> [TEXTO]:
• • • • • • •

El maestro Ciro Robles Hernández es el más maquilador más antiguo de esta comunidad. Muchos recurren a él para que les maquile, pues la mayoría no tiene maquinaria especializada para calibrar y hacer hilos de plata.

Robles Hernández es oriundo del Istmo de Tehuantepec, una región donde siempre ha circulado el oro en diferentes formas.

Había muchos talleres de joyería, recuerda este hombre, quien sin dejar de fundir plata con soplete, describe que en aquella zona elaboraban “mucho metal, bastante oro, especialmente monedas, empezando por la de dos, de cinco, de diez pesos, centenarios y onzas americanas”.

Las monedas llegaban de todo el país. “Eran para hacer collares —rememora—, porque a las mujeres les gustaba traer monedas en collares que les llegaban hasta el ombligo. Estamos hablando de los años cuarenta”.

Robles Hernández llegó a los 22 años al entonces Distrito Federal y trabajó en diferentes lugares como operario de joyería; hasta conseguir hacerse de un espacio en este edificio, donde puso un taller; en los años ochenta contrató a 10 empleados, pero la pandemia lo orilló a despedirlos y nada más quedó con sus dos hijos.

La delincuencia es otra de las causas por las que el consumidor dejó de usar tanta prenda de oro, reconoce este hombre, aunque no lo dice directamente; más bien lo insinúa de manera tímida.

—Maestro, ¿le gustan las joyas a los mexicanos?

—Pues sí, bueno, le voy a decir una cosa: sí, siempre ha gustado el oro, pero ya ve, como todo, después de la pandemia empezó una ola de personas que…se aprovechaba de lo ajeno. Por eso, precisamente, los mexicanos ya mandan a hacer muy poquitas piezas en oro.

—¿Y qué es lo que más le traen aquí?

—Plata. Hay muy pocos joyeros, pero todavía vienen y trabajan la plata y luego de repente me traen en oro.

—¿Y clientela?

—Sí, cómo no, ha venido hasta de China, de Brasil…

La mayor parte de la clientela del taller está formada por personas dedicadas al diseño de alhajas.

Durante un espacio de dos horas han llegado empleados de joyeros y gente que trae piezas de las que el maestro o sus hijos obtienen finos hilos luego de pasarlos por rodillos o prensas, para después calibrarlos, siempre a la vista del cliente, hasta que este quede satisfecho.

• • • • • • •

> [LISTADO DE DATOS]:
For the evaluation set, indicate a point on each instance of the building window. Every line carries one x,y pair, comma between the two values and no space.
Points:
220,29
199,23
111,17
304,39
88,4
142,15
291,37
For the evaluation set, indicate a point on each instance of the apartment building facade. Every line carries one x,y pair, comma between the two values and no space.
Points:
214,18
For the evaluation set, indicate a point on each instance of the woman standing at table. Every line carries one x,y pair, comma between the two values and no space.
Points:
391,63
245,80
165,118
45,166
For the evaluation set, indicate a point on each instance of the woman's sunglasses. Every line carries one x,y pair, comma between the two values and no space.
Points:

• • • • • • •

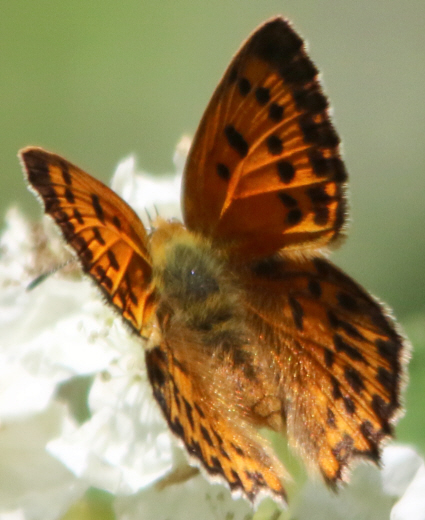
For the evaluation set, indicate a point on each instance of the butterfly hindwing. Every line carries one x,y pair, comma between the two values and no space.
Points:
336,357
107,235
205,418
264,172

• • • • • • •

> [INSTRUCCIONES]:
A. Según el texto, ¿a qué edad llegó Robles Hernández al entonces Distrito Federal?
B. Cita el fragmento del texto que empieza en las palabras "Durante un espacio" y termina después de "este quede satisfecho.".

> [RESPUESTAS]:
A. A los 22 años.

B.
Durante un espacio de dos horas han llegado empleados de joyeros y gente que trae piezas de las que el maestro o sus hijos obtienen finos hilos luego de pasarlos por rodillos o prensas, para después calibrarlos, siempre a la vista del cliente, hasta que este quede satisfecho.